Job: Display every line below that contains the string "roof", copied in full; the match is case-sensitive.

# START OF Exercise materials

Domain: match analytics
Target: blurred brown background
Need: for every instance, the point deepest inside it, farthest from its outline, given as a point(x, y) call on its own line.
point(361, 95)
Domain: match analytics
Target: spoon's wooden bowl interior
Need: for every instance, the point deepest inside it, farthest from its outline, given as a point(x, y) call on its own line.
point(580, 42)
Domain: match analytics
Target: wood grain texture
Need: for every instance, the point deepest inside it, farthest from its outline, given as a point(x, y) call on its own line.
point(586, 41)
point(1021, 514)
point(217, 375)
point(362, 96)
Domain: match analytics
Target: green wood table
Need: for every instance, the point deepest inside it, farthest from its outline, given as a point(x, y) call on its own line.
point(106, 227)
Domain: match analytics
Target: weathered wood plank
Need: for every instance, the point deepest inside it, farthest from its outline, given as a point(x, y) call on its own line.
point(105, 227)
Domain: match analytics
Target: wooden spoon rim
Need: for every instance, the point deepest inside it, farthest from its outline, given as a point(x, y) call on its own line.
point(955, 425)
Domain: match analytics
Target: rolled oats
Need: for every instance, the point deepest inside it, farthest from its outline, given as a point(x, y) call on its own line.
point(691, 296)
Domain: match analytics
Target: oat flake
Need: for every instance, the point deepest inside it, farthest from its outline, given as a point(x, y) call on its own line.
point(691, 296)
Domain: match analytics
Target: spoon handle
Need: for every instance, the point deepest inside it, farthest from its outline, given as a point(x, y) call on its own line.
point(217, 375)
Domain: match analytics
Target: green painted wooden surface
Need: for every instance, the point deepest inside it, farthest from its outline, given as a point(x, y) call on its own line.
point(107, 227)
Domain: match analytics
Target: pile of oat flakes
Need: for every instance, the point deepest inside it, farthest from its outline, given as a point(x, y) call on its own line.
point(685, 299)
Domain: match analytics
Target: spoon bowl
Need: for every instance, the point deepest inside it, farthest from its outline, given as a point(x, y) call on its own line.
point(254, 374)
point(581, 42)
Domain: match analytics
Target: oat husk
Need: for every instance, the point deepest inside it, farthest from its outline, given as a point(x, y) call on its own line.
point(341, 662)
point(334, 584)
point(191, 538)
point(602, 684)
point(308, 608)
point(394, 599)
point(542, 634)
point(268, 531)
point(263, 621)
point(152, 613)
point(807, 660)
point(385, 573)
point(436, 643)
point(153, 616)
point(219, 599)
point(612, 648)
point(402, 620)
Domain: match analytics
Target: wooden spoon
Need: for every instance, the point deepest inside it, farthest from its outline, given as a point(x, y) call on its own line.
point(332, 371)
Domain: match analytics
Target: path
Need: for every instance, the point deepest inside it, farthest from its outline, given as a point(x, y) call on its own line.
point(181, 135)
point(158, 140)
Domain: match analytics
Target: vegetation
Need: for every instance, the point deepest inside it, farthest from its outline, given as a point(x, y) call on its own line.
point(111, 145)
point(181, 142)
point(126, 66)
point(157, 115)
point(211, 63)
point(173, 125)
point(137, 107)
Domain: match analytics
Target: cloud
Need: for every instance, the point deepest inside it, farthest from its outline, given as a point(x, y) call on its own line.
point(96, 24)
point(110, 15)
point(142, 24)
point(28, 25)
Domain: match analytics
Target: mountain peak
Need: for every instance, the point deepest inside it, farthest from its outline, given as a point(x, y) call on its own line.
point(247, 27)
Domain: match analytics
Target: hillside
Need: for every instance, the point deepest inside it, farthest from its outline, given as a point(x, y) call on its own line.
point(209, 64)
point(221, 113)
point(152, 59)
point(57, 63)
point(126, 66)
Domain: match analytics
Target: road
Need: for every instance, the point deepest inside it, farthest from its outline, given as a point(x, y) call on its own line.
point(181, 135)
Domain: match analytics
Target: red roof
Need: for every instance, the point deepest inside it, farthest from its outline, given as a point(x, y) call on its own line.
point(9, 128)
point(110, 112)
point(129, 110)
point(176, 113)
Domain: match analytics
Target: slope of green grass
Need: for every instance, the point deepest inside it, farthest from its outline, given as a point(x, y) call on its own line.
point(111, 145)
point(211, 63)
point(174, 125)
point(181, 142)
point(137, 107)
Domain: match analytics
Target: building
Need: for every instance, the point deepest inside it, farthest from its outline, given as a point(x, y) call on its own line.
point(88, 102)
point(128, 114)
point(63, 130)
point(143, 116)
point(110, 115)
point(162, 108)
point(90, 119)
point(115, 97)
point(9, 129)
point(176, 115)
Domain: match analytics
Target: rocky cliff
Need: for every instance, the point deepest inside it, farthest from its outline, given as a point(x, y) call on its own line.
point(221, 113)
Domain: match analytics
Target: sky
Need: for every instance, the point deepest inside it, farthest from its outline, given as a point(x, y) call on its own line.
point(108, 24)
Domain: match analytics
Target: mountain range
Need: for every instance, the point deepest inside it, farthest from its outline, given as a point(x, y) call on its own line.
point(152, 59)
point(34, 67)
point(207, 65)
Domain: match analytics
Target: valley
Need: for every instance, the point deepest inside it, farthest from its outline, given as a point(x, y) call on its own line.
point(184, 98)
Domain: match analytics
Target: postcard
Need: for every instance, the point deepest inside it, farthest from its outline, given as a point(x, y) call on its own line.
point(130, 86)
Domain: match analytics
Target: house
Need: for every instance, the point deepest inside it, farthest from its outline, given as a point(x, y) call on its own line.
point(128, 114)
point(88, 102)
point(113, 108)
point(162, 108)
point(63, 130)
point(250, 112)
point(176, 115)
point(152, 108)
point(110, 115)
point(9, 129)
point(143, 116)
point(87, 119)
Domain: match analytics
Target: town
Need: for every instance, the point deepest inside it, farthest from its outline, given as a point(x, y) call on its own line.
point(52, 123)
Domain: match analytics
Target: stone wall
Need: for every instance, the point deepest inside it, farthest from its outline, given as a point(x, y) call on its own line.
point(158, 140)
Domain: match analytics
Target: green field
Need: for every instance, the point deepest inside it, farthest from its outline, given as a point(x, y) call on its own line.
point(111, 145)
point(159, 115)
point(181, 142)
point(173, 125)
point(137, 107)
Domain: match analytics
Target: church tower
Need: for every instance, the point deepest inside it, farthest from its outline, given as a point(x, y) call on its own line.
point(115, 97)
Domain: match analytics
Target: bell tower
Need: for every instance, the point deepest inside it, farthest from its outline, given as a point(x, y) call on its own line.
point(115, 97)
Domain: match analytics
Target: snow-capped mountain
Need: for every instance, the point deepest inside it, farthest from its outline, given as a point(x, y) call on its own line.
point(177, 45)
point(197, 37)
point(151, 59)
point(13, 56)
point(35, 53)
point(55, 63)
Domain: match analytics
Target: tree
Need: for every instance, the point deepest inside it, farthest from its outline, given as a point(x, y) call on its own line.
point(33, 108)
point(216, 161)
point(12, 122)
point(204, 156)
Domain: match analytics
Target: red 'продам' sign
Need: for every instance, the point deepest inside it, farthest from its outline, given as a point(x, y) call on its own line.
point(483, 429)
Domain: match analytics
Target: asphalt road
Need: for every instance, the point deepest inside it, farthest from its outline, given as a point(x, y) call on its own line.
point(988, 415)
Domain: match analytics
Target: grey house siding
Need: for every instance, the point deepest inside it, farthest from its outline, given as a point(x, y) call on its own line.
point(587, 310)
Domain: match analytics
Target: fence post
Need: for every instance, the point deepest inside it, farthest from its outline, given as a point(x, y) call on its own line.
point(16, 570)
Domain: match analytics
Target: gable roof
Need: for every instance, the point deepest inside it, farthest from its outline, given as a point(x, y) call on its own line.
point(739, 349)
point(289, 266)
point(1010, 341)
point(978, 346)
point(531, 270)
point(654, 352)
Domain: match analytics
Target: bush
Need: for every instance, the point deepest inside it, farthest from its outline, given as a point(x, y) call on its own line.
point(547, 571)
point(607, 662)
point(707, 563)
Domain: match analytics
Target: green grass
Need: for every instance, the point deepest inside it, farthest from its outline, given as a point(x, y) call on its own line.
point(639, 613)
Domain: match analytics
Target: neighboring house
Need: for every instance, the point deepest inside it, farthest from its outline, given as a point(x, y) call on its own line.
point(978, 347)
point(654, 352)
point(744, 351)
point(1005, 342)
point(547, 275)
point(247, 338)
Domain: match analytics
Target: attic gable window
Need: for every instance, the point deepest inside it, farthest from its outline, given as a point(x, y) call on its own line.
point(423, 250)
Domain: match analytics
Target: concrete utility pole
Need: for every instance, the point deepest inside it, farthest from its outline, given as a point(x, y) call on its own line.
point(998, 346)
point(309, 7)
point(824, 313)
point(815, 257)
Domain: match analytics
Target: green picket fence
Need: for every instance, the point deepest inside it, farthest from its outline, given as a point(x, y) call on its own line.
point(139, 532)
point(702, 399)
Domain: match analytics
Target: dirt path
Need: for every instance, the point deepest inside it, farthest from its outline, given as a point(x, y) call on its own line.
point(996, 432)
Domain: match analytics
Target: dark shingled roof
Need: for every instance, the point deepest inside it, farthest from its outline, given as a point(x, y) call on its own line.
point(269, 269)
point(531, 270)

# END OF Exercise materials

Written response:
Target: red roof
Target: gable roof
Target: dark shingled roof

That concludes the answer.